> [To do]:
When you reach the line in the data below that contains "Target: cloudy sky", please start repeating lines exactly, and stop after the line that contains "Tag each instance of the green foliage", repeating nothing else.

Data to examine Start Marker

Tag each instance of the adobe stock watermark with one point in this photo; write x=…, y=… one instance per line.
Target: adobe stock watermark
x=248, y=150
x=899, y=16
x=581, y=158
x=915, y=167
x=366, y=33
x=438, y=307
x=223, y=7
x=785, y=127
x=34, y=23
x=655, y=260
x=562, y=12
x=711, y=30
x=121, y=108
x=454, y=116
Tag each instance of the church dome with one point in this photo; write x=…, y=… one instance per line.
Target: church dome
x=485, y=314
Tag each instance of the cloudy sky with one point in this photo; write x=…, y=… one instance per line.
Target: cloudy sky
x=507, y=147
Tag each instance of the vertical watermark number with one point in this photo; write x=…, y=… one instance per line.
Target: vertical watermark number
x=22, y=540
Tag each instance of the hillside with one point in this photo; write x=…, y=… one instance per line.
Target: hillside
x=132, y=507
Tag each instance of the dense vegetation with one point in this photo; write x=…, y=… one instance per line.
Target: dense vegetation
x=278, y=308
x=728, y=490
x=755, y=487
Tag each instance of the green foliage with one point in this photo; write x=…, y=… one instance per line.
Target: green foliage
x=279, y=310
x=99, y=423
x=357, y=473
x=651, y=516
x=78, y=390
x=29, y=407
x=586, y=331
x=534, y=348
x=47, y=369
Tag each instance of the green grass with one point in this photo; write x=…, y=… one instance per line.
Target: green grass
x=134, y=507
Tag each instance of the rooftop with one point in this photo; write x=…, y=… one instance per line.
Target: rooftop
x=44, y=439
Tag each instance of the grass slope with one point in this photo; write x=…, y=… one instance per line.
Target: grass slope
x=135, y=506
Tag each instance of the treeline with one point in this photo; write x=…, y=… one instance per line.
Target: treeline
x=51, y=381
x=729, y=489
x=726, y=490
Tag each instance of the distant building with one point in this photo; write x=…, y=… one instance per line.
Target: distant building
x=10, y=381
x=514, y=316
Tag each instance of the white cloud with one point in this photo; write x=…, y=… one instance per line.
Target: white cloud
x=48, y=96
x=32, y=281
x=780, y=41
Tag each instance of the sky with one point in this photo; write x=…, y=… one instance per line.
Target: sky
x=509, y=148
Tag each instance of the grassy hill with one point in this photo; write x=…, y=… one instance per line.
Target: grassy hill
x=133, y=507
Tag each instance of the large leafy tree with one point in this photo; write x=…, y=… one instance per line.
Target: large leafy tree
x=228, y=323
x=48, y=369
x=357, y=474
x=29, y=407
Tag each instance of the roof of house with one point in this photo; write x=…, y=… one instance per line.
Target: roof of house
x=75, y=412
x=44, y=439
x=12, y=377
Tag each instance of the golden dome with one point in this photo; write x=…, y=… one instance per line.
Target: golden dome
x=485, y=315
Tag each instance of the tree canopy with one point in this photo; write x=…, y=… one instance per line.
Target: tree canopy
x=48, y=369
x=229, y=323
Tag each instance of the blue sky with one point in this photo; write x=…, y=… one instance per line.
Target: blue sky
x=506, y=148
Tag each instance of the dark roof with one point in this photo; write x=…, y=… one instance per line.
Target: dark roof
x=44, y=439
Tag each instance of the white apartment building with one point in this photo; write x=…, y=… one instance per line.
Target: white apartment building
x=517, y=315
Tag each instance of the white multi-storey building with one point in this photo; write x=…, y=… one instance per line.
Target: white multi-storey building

Data to examine End Marker

> [Your response]:
Target: cloudy sky
x=507, y=147
Tag each instance of the vertical watermark number with one point in this photo; write x=…, y=… one instance per line.
Target: vertical watermark number
x=22, y=540
Tag each instance of the hillside with one point in this photo; write x=…, y=… one instance per line.
Target: hillside
x=132, y=507
Tag each instance of the dense vegetation with one point in this photo; write x=…, y=… one instance per line.
Target: dense vegetation
x=278, y=308
x=728, y=490
x=755, y=487
Tag each instance of the green foliage with one point in this photo; write x=…, y=… one instance per line.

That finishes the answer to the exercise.